--- START ---

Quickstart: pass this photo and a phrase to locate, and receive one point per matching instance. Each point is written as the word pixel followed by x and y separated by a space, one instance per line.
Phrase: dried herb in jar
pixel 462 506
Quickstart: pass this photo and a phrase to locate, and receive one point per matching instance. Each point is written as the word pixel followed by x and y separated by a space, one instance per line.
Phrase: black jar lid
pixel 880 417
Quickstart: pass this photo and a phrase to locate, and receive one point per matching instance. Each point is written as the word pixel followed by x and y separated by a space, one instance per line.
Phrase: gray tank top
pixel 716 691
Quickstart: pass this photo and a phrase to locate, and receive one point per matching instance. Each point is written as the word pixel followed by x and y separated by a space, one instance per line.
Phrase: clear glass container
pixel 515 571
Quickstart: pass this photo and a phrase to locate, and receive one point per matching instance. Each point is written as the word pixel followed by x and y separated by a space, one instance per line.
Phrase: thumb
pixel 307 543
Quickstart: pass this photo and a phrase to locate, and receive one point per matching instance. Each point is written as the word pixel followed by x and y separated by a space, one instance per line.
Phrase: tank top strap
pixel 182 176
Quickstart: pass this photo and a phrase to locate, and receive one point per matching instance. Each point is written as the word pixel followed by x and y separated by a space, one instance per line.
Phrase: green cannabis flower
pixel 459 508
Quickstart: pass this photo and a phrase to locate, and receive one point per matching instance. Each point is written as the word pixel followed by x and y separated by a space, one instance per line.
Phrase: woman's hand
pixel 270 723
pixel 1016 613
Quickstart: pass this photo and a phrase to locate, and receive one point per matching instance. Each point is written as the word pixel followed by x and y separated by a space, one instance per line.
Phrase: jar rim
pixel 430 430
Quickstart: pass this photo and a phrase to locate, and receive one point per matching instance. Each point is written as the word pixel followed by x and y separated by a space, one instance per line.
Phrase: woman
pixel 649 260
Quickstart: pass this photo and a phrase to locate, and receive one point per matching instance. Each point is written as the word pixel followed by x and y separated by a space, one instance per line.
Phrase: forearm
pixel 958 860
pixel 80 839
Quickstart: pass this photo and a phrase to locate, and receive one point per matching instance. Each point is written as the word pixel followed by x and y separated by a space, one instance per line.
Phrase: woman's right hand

--- END ---

#### PROBLEM DESCRIPTION
Print each entry above word for word, leaving none out.

#### EXPECTED OUTPUT
Quickstart: pass this photo and a phrase to locate, and receive one point per matching instance. Each point is written as the word pixel followed by x and y separated by a space, one instance per line.
Phrase: dried herb in jar
pixel 462 506
Quickstart: pass this photo and a phrase to locate, and receive one point per matching instance. Each point is written as the word pixel followed by x and y separated by a space, one instance per line.
Phrase: black jar lid
pixel 880 417
Quickstart: pass this photo and a phrase to locate, and receive one point per matching instance. Each point is written as the word pixel followed by x and y separated by a space, one instance per line.
Phrase: gray tank top
pixel 716 691
Quickstart: pass this photo and a phrase to locate, and receive one point per matching instance. Each point is written as the word pixel followed by x and y separated by a space, one instance per line.
Phrase: clear glass container
pixel 515 571
Quickstart: pass this photo and a phrase to locate, and receive one point per matching instance. Each point is written as the word pixel followed by x and y separated by a space, one instance per line.
Phrase: thumb
pixel 307 543
Quickstart: pass this photo and a phrase to locate, and receive one point per matching instance. Each point is written as the word pixel followed by x and y separated by a space, one instance per line.
Phrase: tank top strap
pixel 182 176
Quickstart: pass this photo and a phrase to locate, and receive one point per matching instance. Each point is written as the word pixel followed by x and y separated by a space, one instance per line.
Phrase: green cannabis flower
pixel 459 508
Quickstart: pass this photo and a phrase to locate, and receive one point per matching instance. Each point is written as the word pixel followed by x and y separated by a space, one instance per line.
Phrase: woman's hand
pixel 270 723
pixel 1016 613
Quickstart: pass this photo and a phrase to locate, and receive one point per matching instance. Each point is written as the word pixel followed by x and y separated by a space, one instance per line.
Phrase: jar rim
pixel 430 430
Quickstart: pass this photo and a phrase to locate, and receive one point per matching instance. Each point is written as the word pixel followed by x and y separated by a space, one instance per line.
Phrase: woman
pixel 649 260
Quickstart: pass this photo and a phrase to locate, and receive one point per matching instance. Each point is written as the word pixel followed by x and y separated by a space, one instance per line.
Phrase: forearm
pixel 958 860
pixel 80 839
Quickstart: pass this photo and a phrase to locate, and receive one point per matching instance. Each point is written as the word pixel followed by x and y separated by a space, one instance per line.
Phrase: woman's right hand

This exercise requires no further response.